▶ SUPPLIED TEXT
-- -- --

It is therefore prohibited to employ an employee for more than 6 hours without a break. A breach of this obligation by the employer can also be penalised with a fine or penalty in accordance with the ArbZG. However, the employer can also order longer breaks.

After the end of working hours, the employer must grant an uninterrupted rest period of at least 11 hours in accordance with Section 5 (1) ArbZG, although in certain sectors, such as hospitals or care facilities, the rest periods may be shortened in accordance with Section 5 (2) and (3) ArbZG.

Work on Sundays and public holidays in accordance with the ArbZG

According to Section 9 ArbZG, work on Sundays and public holidays is generally not permitted, although extensive exceptions are regulated in Section 10 (1) ArbZG. These exceptions include, for example, work in hospitals, in the cultural and leisure sector and in the media, but also the cleaning and maintenance of company facilities. Further exceptions can be authorised by regulations in ordinances or by the supervisory authority.

If an exception applies and the employer employs workers on a Sunday or public holiday, at least 15 Sundays per year must be kept free of work in accordance with Section 11 para. 1 ArbZG and the provisions of the ArbZG set out above apply in accordance with Section 11 para. 2 with regard to working and rest times and breaks. In addition, the employer must grant a compensatory rest day in accordance with § 11 Para. 3, within 2 weeks for Sunday work and within 8 weeks for work on public holidays. However, the compensatory rest day can also fall on a day off from the outset, such as a work-free Saturday or weekday - Section 11 ArbZG does not grant an entitlement to be released from work on a working day with continued payment of wages.

-- -- --

▶ GIVEN DATA
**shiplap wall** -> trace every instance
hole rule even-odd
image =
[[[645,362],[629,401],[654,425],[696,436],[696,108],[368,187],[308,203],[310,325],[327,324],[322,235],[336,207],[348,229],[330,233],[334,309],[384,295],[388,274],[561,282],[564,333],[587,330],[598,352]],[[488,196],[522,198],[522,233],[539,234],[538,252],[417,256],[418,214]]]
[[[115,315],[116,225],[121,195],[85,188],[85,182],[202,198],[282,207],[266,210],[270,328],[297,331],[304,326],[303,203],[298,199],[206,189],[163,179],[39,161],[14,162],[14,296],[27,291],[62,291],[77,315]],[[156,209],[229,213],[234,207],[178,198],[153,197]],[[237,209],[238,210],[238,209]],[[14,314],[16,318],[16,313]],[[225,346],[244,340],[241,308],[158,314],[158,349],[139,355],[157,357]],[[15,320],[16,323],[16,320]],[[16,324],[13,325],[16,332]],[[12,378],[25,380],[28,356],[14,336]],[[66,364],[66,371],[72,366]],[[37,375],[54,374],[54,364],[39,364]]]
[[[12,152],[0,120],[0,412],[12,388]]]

-- -- --

▶ CHECK YOUR UNDERSTANDING
1 > List the examples of permitted Sunday and public holiday work that the text on the ArbZG gives for the exceptions in Section 10 (1).
2 > According to the text on the ArbZG, how many Sundays per year must stay free of work when an exception applies?
3 > Carry on writing the text on the ArbZG from where it stops.
You can set the data aside; none of it is needed here.

▶ ANSWERS FOR THIS EXERCISE
1 >
- Work in hospitals
- Work in the cultural and leisure sector
- Work in the media
- Cleaning and maintenance of company facilities

2 > At least 15 Sundays per year.

3 >
Night and shift work

For employees who work at night and/or in shifts, there are extensive protective provisions in the ArbZG due to the special burdens associated with this. Night work according to the ArbZG is working time of more than two hours between 11.00 p.m. and 6.00 a.m. (the start of the seven-hour night period, between 10.00 p.m. and midnight, may be modified by collective agreement).

According to Section 2 (5) ArbZG, night workers are those who perform night work as part of a rotating shift system or on at least 48 days per year. In deviation from Section 3 para. 2 ArbZG, if the daily working time is extended beyond 8 hours, the average of 8 hours to be observed is calculated over a compensation period of one month or 4 weeks, Section 6 para. 2 ArbZG. They are entitled to regular occupational health examinations (§ 6 Para. 3) and to appropriate compensation for the inconvenience through time off in lieu or payment of a supplement, § 6 Para. 5. The compensation must be in proportion to the inconvenience caused by night work. The employer has the choice between granting days off with continued payment of wages (including additional leave) or paying a separate allowance, whereby compensatory time off does not have priority. This statutory regulation of the right to compensation takes precedence over a regulation in a collective agreement. The general provision of Section 6 (5) can be further specified by agreements in the employment contract (also in the form of general terms and conditions), e.g. by specifying the form of compensation in advance. On-call duty at night also counts as night work subject to compensation within the meaning of Section 6 (5). According to case law, a supplement of 25% is deemed appropriate if night work is performed periodically, and 10% or 12% in professions that necessarily involve night work and are carried out in the public interest.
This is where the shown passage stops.